DOCUMENT =>

########################################

Eric C. answered • 03/11/16
Tutor
5.0
(180)
Engineer, Surfer Dude, Football Player, USC Alum, Math Aficionado
Hey Jackson.
You're going to have to approach this with integration by parts. You'll wind up doing two rounds of it to reduce the y^2 down to a constant.
The formula for integration by parts is:
∫u*dv = u*v - ∫v*du
Your term y^2 * sin(4y) will be your u*dv
It's best to declare y^2 as your u, since it's power will reduce as you differentiate it.
Since sin and cos just oscillate back and forth between each other with integrals, it'll be easy to evaluate.
Keep a very close eye on your signs and parentheses when performing this method. It's very easy to lose track of a negative or forget to distribute it.
u1 = y^2
du1 = 2y dy
dv1 = sin(4y)

########################################

RECORDED INFORMATION =>
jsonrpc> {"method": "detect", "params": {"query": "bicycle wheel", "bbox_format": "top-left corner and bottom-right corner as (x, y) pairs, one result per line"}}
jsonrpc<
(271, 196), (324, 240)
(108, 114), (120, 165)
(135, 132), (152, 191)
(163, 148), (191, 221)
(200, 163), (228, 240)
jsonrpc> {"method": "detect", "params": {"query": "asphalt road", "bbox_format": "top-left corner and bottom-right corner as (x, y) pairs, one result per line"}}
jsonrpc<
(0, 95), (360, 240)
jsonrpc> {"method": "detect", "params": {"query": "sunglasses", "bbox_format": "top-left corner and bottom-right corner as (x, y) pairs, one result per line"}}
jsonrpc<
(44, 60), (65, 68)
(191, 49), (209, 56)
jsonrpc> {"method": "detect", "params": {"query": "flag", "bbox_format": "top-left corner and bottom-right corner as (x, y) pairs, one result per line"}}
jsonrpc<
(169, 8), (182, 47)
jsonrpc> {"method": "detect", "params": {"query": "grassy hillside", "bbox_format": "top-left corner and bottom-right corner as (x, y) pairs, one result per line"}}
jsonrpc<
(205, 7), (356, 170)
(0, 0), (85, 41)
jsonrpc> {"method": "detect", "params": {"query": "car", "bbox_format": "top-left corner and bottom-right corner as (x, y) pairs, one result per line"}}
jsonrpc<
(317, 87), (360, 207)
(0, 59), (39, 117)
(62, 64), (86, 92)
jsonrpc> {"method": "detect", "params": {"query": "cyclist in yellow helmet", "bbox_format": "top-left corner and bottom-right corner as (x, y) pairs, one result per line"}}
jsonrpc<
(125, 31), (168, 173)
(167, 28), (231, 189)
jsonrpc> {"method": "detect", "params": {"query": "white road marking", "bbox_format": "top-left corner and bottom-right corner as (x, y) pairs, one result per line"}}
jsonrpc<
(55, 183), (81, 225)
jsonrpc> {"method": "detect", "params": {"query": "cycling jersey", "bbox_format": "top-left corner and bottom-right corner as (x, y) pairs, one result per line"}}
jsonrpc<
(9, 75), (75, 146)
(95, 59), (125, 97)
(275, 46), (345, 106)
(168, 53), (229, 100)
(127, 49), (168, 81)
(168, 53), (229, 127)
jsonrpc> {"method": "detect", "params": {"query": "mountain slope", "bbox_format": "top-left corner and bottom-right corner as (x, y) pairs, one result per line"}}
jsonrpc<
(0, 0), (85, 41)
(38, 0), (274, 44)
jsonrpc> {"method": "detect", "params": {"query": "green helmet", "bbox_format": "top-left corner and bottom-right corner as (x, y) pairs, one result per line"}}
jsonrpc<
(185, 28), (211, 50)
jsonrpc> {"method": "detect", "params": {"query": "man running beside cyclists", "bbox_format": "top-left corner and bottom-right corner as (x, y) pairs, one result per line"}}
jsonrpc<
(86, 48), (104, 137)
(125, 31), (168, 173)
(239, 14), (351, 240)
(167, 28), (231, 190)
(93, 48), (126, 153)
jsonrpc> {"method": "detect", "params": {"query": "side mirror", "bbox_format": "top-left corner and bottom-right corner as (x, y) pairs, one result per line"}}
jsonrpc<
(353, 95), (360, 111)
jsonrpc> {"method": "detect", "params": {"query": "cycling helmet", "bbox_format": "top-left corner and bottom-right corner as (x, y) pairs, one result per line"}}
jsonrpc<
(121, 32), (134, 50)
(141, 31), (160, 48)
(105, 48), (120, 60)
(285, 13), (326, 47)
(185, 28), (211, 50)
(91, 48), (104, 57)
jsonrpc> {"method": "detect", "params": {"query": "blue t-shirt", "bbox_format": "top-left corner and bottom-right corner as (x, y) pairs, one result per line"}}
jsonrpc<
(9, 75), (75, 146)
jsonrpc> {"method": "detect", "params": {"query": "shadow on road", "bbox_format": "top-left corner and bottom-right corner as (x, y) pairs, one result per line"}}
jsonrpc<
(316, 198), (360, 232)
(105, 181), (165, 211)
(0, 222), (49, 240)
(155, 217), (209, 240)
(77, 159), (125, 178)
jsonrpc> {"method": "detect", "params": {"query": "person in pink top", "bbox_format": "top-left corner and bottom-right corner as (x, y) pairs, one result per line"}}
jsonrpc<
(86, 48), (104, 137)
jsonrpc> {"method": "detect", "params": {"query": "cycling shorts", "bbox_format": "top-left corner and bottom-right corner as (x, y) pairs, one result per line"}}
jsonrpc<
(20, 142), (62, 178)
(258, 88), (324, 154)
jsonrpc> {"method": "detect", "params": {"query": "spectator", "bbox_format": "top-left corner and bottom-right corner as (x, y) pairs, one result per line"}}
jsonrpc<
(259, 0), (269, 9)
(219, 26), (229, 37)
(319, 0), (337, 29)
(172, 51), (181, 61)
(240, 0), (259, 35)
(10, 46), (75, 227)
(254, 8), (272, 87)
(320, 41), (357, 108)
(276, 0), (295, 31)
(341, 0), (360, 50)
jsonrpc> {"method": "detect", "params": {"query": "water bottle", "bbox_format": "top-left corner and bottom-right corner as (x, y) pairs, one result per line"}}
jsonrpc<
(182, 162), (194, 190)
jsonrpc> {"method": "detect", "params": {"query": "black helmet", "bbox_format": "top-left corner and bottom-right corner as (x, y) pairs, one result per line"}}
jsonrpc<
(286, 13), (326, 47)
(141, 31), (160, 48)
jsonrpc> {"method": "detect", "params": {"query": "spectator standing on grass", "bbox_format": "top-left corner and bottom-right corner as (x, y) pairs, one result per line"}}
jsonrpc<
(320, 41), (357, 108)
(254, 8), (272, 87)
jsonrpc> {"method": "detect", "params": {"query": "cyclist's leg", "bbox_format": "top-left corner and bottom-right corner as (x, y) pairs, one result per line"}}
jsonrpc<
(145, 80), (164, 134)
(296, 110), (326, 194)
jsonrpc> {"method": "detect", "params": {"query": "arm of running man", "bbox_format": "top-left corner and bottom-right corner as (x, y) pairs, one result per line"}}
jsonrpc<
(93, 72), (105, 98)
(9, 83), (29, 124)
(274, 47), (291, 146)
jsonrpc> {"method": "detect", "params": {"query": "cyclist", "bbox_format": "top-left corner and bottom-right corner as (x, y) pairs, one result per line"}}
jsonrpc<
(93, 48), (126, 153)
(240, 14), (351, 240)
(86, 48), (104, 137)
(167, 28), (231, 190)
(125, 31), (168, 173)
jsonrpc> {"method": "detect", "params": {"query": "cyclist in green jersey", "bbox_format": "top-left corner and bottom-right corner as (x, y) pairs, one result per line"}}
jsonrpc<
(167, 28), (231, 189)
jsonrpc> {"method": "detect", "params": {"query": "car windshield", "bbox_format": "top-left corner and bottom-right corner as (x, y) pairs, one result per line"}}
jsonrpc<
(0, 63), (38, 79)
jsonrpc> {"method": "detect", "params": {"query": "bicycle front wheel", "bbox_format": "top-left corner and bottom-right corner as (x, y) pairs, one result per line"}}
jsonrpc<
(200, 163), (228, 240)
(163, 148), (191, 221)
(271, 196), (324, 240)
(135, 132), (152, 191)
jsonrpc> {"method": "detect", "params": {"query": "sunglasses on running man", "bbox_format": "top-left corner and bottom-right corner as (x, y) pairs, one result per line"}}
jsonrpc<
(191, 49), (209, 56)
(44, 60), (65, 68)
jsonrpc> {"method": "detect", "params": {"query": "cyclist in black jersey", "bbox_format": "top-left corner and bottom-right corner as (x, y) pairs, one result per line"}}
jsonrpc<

########################################

EXERCISES TO COMPLETE =>
[A] In the forum answer above, how many rounds of integration by parts does the writer say will be needed?
[B] For each statement, say whether it agrees with the forum answer, and quote the words that decide it.
(i) The writer recommends choosing sin(4y) as u.
(ii) The writer warns that a negative sign is easy to lose track of.
(iii) The writer gives du1 as 2y dy.
[C] Transcribe the forum answer, starting with "You're going to" and going on through "dv1 = sin(4y)".

ANSWERS BY TASK =>
[A] Two rounds, to reduce the y^2 down to a constant.

[B]
(i) No: "It's best to declare y^2 as your u, since it's power will reduce as you differentiate it."
(ii) Yes: "It's very easy to lose track of a negative or forget to distribute it."
(iii) Yes: "du1 = 2y dy"

[C]
You're going to have to approach this with integration by parts. You'll wind up doing two rounds of it to reduce the y^2 down to a constant.
The formula for integration by parts is:
∫u*dv = u*v - ∫v*du
Your term y^2 * sin(4y) will be your u*dv
It's best to declare y^2 as your u, since it's power will reduce as you differentiate it.
Since sin and cos just oscillate back and forth between each other with integrals, it'll be easy to evaluate.
Keep a very close eye on your signs and parentheses when performing this method. It's very easy to lose track of a negative or forget to distribute it.
u1 = y^2
du1 = 2y dy
dv1 = sin(4y)